----- Material to process

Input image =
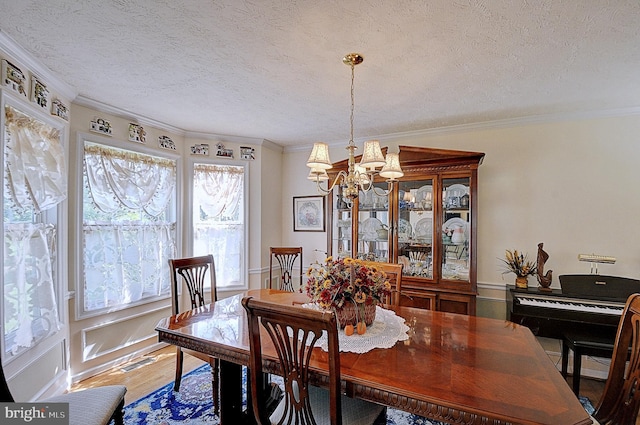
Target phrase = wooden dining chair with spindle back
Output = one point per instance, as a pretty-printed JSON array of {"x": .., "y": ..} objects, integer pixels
[
  {"x": 195, "y": 273},
  {"x": 620, "y": 400},
  {"x": 294, "y": 332},
  {"x": 286, "y": 258}
]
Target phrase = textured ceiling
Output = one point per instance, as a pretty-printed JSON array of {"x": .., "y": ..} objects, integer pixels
[{"x": 273, "y": 69}]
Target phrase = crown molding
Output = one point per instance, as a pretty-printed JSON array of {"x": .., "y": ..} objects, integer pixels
[
  {"x": 488, "y": 125},
  {"x": 18, "y": 54}
]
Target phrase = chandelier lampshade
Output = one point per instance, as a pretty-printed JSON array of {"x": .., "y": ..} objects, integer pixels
[
  {"x": 319, "y": 158},
  {"x": 372, "y": 155}
]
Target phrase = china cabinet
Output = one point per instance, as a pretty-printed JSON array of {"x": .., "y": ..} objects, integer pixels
[{"x": 427, "y": 222}]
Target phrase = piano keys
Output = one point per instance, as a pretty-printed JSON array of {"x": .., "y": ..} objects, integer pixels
[{"x": 590, "y": 304}]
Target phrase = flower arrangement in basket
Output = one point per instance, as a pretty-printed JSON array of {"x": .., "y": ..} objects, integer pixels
[
  {"x": 350, "y": 287},
  {"x": 518, "y": 264}
]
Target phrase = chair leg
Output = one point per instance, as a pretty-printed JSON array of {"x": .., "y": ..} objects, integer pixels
[
  {"x": 215, "y": 384},
  {"x": 118, "y": 415},
  {"x": 179, "y": 359}
]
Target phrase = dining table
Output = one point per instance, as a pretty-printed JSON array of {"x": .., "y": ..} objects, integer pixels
[{"x": 454, "y": 368}]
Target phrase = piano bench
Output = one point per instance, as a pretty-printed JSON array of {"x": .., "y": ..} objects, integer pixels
[{"x": 583, "y": 345}]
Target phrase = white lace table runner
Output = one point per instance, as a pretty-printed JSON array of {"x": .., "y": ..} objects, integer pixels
[{"x": 386, "y": 330}]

----------

_Set problem_: Write out every line of the records above word for word, leaving out the pictures.

_Result for this exercise_:
Input image =
Target phrase = wooden dining chair with spindle back
Output = one point per instance, as a pretty-printed JSON array of {"x": .., "y": ..} objects, integer pixels
[
  {"x": 195, "y": 273},
  {"x": 620, "y": 400},
  {"x": 294, "y": 332},
  {"x": 286, "y": 258}
]
Target phrase = textured ceiling
Output = one point per instance, as a pretty-printed JSON array of {"x": .., "y": ..} objects, integer pixels
[{"x": 273, "y": 69}]
Target phrase = crown molding
Output = one point per instance, as a pretty-printed JSON array of {"x": .., "y": ..} objects, integer pixels
[
  {"x": 488, "y": 125},
  {"x": 18, "y": 54}
]
Target phrase = chandelier lampshade
Output = one point per instance, as a pretty-printed JSON array of {"x": .., "y": ..} objects, integer pixels
[
  {"x": 319, "y": 158},
  {"x": 372, "y": 155}
]
Target phrase = china cabinet
Output = one point per instance, as a pretty-printed JSON array of {"x": .., "y": ..} objects, integer pixels
[{"x": 427, "y": 222}]
Target phrase = piano keys
Output = one point per instance, as a pretty-printed JSON array of {"x": .., "y": ..} objects, integer pixels
[{"x": 590, "y": 304}]
Target phrase = flower arrangement in basket
Output = one point per instance, as a pretty-printed JSON array of {"x": .., "y": ..} objects, integer pixels
[
  {"x": 350, "y": 287},
  {"x": 518, "y": 264}
]
Target phrase = chair leg
Output = one point per instance, as a pretty-printed JSON array of {"x": .., "y": ..} objects, integer pixels
[
  {"x": 215, "y": 384},
  {"x": 118, "y": 415},
  {"x": 179, "y": 359}
]
Target phrase = dining table
Output = one point per instance, as a pretty-printed JSON array of {"x": .., "y": ..} objects, integer pixels
[{"x": 454, "y": 368}]
Target phrase = piano bench
Output = one point per instance, as a pretty-printed JSON array of {"x": .., "y": ..} objects, integer pixels
[{"x": 583, "y": 345}]
Target phrase = white lace table runner
Output = one point per instance, as a pretty-printed JSON array of {"x": .., "y": ..} objects, integer pixels
[{"x": 386, "y": 330}]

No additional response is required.